● Your goal: Which lines in the rows below contain the string "cart"? Show each of those lines in full, treating case as significant.

(Rows from a dataset)
= = = =

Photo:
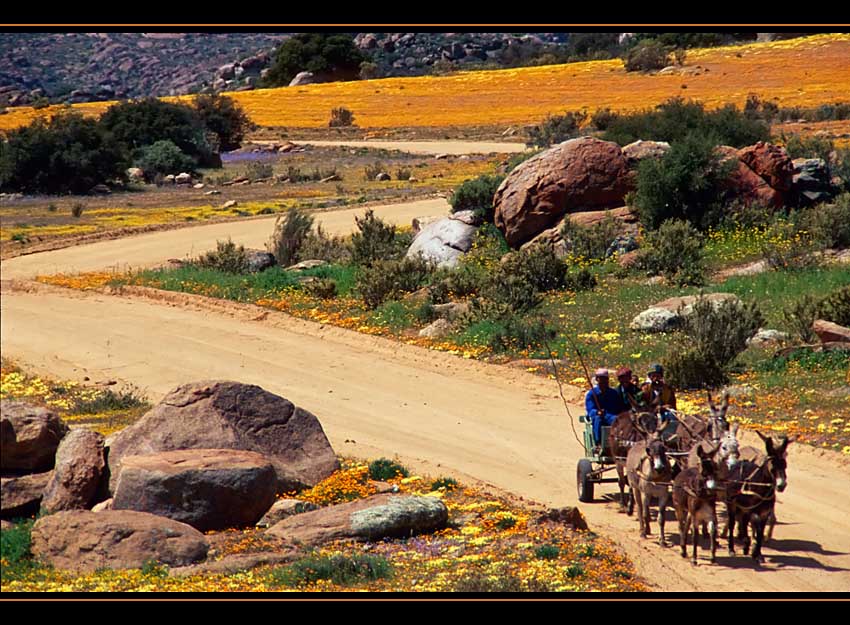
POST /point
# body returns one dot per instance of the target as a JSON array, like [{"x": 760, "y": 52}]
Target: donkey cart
[{"x": 599, "y": 455}]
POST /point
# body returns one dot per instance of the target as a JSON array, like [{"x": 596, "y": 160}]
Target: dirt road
[{"x": 437, "y": 413}]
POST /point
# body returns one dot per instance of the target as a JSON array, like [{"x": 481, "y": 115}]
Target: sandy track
[
  {"x": 438, "y": 413},
  {"x": 153, "y": 248}
]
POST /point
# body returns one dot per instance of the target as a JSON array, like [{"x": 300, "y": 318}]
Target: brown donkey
[{"x": 695, "y": 499}]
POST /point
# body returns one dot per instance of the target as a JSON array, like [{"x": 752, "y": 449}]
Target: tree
[
  {"x": 222, "y": 116},
  {"x": 334, "y": 56},
  {"x": 68, "y": 154},
  {"x": 144, "y": 122}
]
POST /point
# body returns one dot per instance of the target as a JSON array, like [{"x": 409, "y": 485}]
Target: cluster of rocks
[
  {"x": 585, "y": 179},
  {"x": 210, "y": 456}
]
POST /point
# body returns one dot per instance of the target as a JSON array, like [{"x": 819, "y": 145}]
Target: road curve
[{"x": 375, "y": 397}]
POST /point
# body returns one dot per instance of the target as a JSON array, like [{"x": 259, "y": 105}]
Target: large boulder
[
  {"x": 230, "y": 415},
  {"x": 771, "y": 163},
  {"x": 373, "y": 518},
  {"x": 84, "y": 541},
  {"x": 209, "y": 489},
  {"x": 668, "y": 314},
  {"x": 29, "y": 436},
  {"x": 576, "y": 175},
  {"x": 443, "y": 242},
  {"x": 80, "y": 465},
  {"x": 829, "y": 332},
  {"x": 259, "y": 260},
  {"x": 284, "y": 508},
  {"x": 21, "y": 496}
]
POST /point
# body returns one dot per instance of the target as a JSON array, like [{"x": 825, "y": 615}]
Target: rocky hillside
[{"x": 82, "y": 67}]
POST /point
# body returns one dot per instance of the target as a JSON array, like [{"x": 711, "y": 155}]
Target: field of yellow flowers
[
  {"x": 490, "y": 544},
  {"x": 797, "y": 72}
]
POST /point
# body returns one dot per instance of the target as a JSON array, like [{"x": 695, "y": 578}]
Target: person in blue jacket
[{"x": 602, "y": 404}]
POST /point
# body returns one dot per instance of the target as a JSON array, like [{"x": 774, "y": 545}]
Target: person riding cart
[{"x": 602, "y": 404}]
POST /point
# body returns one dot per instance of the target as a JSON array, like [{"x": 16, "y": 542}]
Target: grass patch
[{"x": 338, "y": 569}]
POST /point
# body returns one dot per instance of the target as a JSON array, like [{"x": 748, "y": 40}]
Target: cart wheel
[{"x": 583, "y": 482}]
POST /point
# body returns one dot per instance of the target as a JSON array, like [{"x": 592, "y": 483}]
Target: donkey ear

= = = =

● Answer for the task:
Target: donkey cart
Target: person riding cart
Target: cart wheel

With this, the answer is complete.